Exercise. With the line containing "island, written as integer pixel values." as the starting point, output every line of the data below through its final line, character for character.

Entries supplied.
□ □ □ □ □ □ □
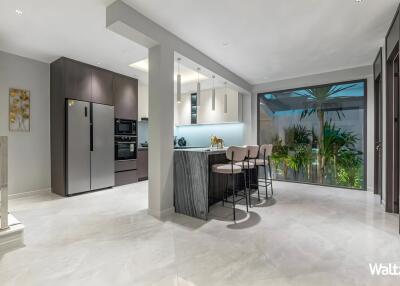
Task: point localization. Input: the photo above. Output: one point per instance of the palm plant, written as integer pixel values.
(279, 156)
(297, 139)
(339, 150)
(319, 101)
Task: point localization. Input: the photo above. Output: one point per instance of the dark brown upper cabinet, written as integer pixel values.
(143, 164)
(102, 87)
(78, 80)
(125, 97)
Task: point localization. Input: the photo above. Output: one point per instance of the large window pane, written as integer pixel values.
(317, 133)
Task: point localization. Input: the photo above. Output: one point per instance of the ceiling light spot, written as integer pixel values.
(142, 65)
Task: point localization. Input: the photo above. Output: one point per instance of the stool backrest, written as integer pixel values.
(236, 153)
(266, 150)
(252, 151)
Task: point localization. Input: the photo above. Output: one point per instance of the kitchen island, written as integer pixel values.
(196, 187)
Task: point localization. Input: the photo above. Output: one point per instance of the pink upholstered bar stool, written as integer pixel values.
(248, 165)
(264, 161)
(235, 155)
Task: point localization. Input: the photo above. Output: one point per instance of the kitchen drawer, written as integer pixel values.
(125, 177)
(125, 165)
□ □ □ □ □ □ □
Exercise response.
Task: point localization. Input: the photo above. Output: one point per instance of the kitchen island, written as integer pixel values.
(196, 187)
Task: point localization. Input: the photo above. Output: one point per instance of the pink upholstered bar stool, written as integer pixel values.
(248, 165)
(264, 161)
(235, 155)
Task: point localization. Input: the photo above. Output: one point per instance of the kitchen drawer, written as integer pixel values.
(125, 177)
(125, 165)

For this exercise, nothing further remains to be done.